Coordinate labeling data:
::::::
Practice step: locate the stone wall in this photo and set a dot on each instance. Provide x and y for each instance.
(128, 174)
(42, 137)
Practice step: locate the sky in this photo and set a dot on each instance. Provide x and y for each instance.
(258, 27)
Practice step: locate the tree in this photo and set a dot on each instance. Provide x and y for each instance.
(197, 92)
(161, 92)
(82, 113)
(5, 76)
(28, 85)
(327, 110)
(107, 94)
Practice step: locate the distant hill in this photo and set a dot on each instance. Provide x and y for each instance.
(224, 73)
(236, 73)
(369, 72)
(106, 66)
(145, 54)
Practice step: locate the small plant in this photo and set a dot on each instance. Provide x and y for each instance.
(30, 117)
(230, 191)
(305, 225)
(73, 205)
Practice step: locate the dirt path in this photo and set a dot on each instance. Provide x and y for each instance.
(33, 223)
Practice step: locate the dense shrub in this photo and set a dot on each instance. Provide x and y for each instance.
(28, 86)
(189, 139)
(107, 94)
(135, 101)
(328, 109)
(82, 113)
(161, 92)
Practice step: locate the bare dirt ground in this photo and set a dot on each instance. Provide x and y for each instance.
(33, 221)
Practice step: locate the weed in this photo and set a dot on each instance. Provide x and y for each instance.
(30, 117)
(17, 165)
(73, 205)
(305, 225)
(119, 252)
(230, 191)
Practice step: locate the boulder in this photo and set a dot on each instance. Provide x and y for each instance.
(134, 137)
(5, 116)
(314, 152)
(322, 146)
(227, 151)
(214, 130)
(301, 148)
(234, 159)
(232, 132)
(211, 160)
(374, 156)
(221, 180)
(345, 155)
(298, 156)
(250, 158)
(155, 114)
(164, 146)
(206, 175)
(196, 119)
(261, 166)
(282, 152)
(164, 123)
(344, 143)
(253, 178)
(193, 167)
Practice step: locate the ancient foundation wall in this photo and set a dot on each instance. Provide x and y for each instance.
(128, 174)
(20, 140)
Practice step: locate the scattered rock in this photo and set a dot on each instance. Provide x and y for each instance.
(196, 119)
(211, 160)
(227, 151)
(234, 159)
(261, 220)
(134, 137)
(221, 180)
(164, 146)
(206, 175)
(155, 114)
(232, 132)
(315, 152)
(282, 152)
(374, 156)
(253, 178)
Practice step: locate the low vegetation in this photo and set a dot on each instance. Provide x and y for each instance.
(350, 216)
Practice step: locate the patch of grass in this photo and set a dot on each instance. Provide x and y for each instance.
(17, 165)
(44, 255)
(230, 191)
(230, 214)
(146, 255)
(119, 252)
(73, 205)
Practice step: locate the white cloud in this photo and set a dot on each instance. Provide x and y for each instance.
::::::
# Task details:
Reproduce the listing, swapping every "set a dot" for "place a marker" and leaving everything else untouched.

# Solution:
Practice step: locate the stone wall in this photo and place a marker on each instance. Provide x and y for each instance.
(128, 174)
(42, 137)
Practice step: locate the sky in this photo and place a marker on each instance. Provide x and y for each instance.
(258, 27)
Practice step: locate the tree in this photo and place a marker on each instance. Provide x and y for each instance.
(197, 92)
(161, 92)
(82, 113)
(5, 76)
(28, 85)
(327, 110)
(107, 94)
Practice step: locate the distant hill in this photo and place a marker on each instance. Provide x and y for each instance.
(224, 73)
(236, 73)
(369, 72)
(106, 66)
(145, 54)
Practice step: locate the small plant in this photo and place a marker on each instance. Provide x and y for each instance.
(30, 117)
(230, 191)
(305, 225)
(73, 205)
Practice step: locate the dirt path in this photo and place a marker on each instance. Provide x and y for each instance.
(33, 223)
Practice step: locate the dense shrub in this photo and place a marker on each instance. Provide x and y for each instance.
(28, 86)
(189, 139)
(107, 94)
(135, 101)
(328, 109)
(82, 113)
(161, 92)
Practice step: locate the bare dirt ground in this photo and place a marker on each instance. Provide x and y for each instance.
(33, 221)
Practice step: locate the weed in this photo and place a marker on each instance. Provide x and y for each instance.
(30, 117)
(17, 165)
(73, 205)
(305, 225)
(119, 252)
(230, 191)
Practice step: locate the boulder in this photo and place a marker on each instance. Provide x and y for each instance.
(134, 137)
(5, 116)
(314, 152)
(322, 146)
(227, 151)
(214, 130)
(301, 148)
(234, 159)
(232, 132)
(211, 160)
(374, 156)
(221, 180)
(345, 155)
(298, 156)
(250, 158)
(155, 114)
(164, 146)
(206, 175)
(196, 119)
(261, 166)
(282, 152)
(164, 123)
(344, 143)
(253, 178)
(193, 167)
Practice step: locate the ancient foundation wall in this photo and place a marker on each instance. Provide x and y for each instance.
(128, 174)
(20, 140)
Practice step: locate the scattered rock in this photo and place a marker on each instance. Provide x and y for each instance.
(196, 119)
(211, 160)
(227, 151)
(234, 159)
(261, 220)
(134, 137)
(221, 180)
(164, 146)
(206, 175)
(155, 114)
(232, 132)
(315, 152)
(282, 152)
(374, 156)
(253, 178)
Practice step: locate the low vegetation in this photo and place a marker on each instance. Provide x and y for each instance.
(350, 216)
Practice step: locate the patch of grass in this photo and place a marker on each instance. Provide x and y for each instance.
(17, 165)
(44, 255)
(230, 191)
(230, 214)
(146, 255)
(119, 252)
(73, 205)
Practice step: locate the white cloud in this photo and place a marker on each instance. Provide x and y for each instance.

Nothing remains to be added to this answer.